■ **Exercise requirements**
Rewrite everything from the start of the data down to and including the line containing "[(60, 703)]", with the requests. Shift each point coordinate in the answers by adding 123, and leave the requests and their format samples unchanged.

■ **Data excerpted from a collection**
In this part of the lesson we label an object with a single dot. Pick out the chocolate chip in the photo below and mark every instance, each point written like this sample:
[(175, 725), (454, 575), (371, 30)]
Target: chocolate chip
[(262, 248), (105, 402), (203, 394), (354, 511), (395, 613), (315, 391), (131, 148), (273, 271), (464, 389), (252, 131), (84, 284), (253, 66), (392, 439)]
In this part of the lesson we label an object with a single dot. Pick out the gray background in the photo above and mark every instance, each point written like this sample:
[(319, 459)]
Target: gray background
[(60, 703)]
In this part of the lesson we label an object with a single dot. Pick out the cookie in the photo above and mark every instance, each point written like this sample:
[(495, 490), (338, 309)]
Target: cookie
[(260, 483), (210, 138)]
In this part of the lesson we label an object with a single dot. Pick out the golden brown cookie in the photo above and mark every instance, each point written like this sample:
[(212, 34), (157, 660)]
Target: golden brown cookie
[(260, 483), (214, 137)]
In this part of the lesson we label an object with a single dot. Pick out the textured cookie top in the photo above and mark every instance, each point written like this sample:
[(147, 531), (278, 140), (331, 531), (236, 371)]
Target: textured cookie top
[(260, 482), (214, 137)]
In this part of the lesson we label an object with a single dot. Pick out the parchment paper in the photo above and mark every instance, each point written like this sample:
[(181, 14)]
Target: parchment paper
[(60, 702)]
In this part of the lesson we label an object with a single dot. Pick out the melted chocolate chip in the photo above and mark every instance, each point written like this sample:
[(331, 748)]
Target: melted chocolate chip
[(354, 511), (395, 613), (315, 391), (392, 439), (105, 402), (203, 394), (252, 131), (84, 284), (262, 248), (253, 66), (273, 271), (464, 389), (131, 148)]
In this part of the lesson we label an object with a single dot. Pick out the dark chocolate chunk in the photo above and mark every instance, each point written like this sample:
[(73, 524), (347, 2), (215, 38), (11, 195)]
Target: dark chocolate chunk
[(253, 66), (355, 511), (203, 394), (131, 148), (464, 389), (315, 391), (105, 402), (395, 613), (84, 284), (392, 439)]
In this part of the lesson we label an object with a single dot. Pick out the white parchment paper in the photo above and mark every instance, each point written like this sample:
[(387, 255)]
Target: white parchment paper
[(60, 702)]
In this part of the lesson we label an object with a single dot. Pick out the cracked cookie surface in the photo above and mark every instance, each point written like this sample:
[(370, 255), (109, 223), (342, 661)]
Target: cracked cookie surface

■ **Expected output**
In this part of the lesson we label an object with a single dot. Pick out the chocolate chip in the photo below and mark every instance, each point written like this sample:
[(175, 725), (454, 575), (371, 30)]
Target: chocolate chip
[(385, 371), (228, 525), (326, 517), (477, 634), (518, 736), (438, 514), (254, 271), (396, 394), (587, 512), (375, 254), (207, 407), (376, 189), (515, 562)]
In this part of the lesson we label an object with a single dot. Pick out the gray background in the photo above and mark every instance, each point written like this sample:
[(319, 459)]
Target: gray background
[(183, 826)]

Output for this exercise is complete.